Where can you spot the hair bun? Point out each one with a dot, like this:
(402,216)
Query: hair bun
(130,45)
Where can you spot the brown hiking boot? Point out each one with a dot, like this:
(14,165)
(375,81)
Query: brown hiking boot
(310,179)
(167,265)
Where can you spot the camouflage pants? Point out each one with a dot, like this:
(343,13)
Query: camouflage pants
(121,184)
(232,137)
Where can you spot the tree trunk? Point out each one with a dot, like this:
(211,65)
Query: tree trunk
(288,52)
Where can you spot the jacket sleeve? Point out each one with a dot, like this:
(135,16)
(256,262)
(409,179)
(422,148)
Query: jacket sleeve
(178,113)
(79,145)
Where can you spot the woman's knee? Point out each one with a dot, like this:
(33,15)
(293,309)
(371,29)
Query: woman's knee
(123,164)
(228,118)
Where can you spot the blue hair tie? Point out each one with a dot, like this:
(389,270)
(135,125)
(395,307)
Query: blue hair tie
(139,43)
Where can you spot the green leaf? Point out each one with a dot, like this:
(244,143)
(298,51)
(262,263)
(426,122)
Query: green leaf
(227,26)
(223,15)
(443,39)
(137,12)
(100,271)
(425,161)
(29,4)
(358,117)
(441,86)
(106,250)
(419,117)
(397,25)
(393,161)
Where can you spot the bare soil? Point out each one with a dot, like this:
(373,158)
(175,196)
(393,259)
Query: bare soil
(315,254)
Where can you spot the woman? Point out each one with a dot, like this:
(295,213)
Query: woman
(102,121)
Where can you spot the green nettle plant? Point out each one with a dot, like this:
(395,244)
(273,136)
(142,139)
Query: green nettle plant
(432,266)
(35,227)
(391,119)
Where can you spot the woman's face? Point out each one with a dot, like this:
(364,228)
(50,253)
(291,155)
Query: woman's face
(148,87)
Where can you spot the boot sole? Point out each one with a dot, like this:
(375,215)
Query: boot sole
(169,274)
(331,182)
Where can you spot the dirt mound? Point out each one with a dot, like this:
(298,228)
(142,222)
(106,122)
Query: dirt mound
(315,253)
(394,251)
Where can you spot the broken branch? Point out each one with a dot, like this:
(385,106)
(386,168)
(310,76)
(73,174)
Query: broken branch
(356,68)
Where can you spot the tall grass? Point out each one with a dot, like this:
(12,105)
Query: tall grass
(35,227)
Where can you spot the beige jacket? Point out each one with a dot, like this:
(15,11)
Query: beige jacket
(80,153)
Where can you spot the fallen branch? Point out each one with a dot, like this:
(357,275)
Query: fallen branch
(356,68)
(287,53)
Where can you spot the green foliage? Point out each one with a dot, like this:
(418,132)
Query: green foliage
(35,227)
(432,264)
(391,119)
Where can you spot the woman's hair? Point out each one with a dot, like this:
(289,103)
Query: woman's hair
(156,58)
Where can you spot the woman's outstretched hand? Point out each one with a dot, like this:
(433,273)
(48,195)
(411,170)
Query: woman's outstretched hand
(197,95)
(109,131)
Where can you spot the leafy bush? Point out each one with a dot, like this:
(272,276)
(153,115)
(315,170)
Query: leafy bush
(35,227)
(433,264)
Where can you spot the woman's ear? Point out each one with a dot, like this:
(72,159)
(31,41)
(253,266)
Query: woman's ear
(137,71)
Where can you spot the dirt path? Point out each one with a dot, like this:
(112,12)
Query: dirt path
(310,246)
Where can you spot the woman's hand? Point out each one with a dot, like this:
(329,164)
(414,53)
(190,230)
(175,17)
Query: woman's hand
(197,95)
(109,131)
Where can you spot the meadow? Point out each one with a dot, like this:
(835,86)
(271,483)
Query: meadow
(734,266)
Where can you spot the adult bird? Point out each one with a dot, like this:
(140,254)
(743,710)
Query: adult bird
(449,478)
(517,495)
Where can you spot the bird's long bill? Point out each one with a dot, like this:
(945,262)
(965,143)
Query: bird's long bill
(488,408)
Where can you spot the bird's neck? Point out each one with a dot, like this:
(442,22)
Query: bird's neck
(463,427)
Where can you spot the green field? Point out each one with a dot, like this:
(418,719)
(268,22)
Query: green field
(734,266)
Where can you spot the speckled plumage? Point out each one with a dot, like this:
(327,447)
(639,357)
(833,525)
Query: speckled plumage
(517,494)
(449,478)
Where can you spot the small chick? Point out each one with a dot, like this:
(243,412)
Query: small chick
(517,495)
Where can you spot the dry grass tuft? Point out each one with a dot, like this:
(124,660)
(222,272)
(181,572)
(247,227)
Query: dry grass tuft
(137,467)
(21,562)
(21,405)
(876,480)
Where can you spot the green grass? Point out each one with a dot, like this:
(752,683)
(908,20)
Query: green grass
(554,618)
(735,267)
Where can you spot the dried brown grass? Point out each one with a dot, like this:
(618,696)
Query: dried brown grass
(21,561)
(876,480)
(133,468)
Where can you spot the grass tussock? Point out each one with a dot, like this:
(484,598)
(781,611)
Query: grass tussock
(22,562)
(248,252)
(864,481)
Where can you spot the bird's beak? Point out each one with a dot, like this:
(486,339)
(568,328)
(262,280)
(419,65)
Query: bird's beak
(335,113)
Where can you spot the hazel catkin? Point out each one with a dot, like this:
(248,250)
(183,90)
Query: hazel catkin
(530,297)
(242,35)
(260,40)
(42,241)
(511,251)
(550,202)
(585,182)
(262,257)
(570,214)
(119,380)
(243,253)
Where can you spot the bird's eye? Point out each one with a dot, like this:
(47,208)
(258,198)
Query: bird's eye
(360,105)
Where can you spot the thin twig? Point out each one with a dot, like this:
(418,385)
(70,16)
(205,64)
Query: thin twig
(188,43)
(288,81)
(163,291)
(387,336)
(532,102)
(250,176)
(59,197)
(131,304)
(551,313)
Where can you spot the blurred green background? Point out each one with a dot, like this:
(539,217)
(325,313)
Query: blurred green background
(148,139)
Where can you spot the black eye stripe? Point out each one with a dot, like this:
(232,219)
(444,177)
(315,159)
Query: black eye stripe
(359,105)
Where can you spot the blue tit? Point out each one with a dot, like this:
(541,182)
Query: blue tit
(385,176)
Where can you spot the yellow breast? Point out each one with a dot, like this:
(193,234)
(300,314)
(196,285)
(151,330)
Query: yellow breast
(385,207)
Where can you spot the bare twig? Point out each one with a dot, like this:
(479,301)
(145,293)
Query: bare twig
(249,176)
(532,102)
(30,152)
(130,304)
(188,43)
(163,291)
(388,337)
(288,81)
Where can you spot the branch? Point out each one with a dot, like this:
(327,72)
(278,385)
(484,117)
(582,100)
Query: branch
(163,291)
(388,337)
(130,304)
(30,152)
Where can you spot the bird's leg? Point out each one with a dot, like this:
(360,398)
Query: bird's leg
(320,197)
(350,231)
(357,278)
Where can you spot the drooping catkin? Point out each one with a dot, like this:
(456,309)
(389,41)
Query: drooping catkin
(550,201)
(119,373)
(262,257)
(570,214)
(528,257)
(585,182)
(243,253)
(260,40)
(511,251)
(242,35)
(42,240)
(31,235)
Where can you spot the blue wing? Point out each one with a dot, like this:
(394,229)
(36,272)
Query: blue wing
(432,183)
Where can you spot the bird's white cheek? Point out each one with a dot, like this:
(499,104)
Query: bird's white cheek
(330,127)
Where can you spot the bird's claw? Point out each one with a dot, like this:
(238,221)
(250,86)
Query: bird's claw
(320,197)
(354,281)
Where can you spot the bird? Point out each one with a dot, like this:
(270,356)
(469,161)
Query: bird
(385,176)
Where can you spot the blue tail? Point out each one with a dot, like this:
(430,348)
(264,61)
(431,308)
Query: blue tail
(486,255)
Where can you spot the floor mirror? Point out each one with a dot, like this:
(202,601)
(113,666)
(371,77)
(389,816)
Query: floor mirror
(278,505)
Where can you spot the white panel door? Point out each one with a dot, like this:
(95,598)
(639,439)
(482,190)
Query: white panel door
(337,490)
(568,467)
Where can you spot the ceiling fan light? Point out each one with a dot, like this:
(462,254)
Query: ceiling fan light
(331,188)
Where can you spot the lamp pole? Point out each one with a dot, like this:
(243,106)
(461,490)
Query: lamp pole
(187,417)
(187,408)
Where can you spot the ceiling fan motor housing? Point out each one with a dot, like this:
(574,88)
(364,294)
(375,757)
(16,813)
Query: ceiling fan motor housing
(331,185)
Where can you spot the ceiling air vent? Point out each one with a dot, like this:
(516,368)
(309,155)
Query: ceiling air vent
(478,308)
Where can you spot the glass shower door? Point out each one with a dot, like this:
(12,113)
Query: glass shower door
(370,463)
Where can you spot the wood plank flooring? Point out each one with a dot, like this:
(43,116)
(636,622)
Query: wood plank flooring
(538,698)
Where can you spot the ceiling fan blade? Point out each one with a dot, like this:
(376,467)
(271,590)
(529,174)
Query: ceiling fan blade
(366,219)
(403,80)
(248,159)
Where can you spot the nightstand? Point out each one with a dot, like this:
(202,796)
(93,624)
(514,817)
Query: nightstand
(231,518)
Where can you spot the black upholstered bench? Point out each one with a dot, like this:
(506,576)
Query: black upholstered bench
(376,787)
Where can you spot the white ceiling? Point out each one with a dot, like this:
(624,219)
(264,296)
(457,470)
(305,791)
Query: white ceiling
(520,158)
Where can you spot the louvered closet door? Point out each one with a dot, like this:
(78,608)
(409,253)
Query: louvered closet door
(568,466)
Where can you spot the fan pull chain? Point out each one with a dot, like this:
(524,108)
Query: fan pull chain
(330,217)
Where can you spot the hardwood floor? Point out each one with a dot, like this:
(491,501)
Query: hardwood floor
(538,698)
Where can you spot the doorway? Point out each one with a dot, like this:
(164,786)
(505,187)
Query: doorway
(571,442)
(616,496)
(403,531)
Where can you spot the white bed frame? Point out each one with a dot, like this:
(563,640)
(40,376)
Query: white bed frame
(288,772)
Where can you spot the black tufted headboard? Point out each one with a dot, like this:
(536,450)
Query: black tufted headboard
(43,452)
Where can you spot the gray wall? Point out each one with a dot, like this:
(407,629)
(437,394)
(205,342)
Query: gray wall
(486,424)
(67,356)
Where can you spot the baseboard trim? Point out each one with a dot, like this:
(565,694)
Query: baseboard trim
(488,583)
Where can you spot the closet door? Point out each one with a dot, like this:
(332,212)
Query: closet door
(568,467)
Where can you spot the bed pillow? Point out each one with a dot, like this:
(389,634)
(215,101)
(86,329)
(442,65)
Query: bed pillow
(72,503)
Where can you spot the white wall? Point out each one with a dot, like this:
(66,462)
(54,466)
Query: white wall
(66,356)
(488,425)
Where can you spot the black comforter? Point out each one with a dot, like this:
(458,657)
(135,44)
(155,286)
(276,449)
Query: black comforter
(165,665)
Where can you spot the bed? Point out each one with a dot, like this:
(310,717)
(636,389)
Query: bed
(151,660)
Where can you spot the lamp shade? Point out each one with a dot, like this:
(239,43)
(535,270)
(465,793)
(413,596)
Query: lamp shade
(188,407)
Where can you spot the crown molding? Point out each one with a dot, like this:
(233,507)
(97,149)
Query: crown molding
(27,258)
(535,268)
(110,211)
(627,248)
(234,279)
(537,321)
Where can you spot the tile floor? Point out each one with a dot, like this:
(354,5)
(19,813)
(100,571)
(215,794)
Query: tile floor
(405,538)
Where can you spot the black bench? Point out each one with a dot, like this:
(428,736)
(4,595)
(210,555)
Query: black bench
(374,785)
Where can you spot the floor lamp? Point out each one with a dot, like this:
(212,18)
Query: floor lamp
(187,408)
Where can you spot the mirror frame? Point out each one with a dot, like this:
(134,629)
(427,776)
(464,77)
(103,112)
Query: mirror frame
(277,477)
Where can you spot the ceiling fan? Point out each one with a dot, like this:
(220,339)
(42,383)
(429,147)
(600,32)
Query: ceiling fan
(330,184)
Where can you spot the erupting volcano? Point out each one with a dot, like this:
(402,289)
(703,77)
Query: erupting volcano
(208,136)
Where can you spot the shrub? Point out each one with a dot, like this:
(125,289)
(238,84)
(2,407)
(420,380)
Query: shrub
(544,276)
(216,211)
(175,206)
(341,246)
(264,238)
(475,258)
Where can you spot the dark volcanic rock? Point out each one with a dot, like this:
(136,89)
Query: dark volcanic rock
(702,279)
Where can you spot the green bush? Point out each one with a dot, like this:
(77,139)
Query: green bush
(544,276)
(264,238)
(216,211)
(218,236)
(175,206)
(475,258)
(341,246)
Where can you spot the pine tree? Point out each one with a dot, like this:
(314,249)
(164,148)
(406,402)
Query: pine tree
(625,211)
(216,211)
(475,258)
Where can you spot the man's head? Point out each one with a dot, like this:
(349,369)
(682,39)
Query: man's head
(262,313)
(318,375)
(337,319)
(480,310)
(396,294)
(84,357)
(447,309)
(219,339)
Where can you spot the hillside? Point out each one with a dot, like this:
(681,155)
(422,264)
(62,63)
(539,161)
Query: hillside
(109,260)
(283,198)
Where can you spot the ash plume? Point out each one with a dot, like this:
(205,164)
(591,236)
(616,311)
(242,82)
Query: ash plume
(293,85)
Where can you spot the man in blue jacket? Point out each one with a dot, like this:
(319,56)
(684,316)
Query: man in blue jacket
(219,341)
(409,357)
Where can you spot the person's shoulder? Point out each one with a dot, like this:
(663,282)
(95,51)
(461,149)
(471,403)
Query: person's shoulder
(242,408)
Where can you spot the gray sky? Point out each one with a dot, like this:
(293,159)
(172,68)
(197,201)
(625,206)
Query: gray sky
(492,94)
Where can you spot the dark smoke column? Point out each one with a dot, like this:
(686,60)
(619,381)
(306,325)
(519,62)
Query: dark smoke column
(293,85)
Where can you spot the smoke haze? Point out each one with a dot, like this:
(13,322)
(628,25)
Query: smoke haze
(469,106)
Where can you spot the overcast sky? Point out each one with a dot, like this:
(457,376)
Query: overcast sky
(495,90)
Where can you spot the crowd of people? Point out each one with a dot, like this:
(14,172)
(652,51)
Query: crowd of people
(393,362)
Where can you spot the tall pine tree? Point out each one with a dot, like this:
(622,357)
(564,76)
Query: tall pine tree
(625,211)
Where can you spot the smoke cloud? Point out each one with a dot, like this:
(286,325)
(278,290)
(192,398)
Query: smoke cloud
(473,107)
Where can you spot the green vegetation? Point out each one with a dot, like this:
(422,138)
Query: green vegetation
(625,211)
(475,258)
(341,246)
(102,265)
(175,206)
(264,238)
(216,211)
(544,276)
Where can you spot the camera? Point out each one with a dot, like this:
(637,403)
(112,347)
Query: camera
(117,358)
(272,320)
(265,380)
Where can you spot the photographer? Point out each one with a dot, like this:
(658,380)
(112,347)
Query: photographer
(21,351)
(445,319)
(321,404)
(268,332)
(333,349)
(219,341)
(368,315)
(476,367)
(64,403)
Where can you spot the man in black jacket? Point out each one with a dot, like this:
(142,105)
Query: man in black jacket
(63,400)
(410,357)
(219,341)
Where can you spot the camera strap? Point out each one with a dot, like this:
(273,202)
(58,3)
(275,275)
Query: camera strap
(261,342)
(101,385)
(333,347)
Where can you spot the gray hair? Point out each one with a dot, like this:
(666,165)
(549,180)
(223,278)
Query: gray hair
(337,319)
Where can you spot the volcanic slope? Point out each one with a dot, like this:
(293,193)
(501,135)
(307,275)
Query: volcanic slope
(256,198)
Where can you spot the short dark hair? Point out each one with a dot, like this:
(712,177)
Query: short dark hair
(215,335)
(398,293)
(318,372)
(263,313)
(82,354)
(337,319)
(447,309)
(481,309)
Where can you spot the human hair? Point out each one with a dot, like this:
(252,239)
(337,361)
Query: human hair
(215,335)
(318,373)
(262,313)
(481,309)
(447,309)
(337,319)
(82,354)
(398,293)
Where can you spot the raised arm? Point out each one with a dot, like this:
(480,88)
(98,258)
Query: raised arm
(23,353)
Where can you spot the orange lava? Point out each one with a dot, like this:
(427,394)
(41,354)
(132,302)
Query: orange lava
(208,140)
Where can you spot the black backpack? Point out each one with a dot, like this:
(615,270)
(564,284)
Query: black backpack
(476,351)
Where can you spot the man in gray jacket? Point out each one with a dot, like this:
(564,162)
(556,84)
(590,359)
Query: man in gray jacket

┄┄┄┄┄┄┄┄┄┄

Written instruction> From the line holding "Where can you spot the human" down to the final line above, quote every line exactly and only those lines.

Answer in full>
Where can you spot the human hair? Point out each one with a dot, like this:
(252,239)
(337,361)
Query: human hair
(215,335)
(318,373)
(262,313)
(481,309)
(447,309)
(337,319)
(82,354)
(398,293)
Where can you spot the raised arm? Point out each one with a dot, like this:
(480,88)
(98,258)
Query: raised arm
(23,353)
Where can you spot the orange lava? Point out each one with a dot, like this:
(427,394)
(41,354)
(132,302)
Query: orange lava
(208,140)
Where can you spot the black backpack? Point out each one with a dot, like this:
(615,270)
(564,284)
Query: black backpack
(476,351)
Where can you spot the man in gray jacket? Point out each one with a dot, like this:
(564,162)
(556,84)
(590,359)
Query: man in gray jacket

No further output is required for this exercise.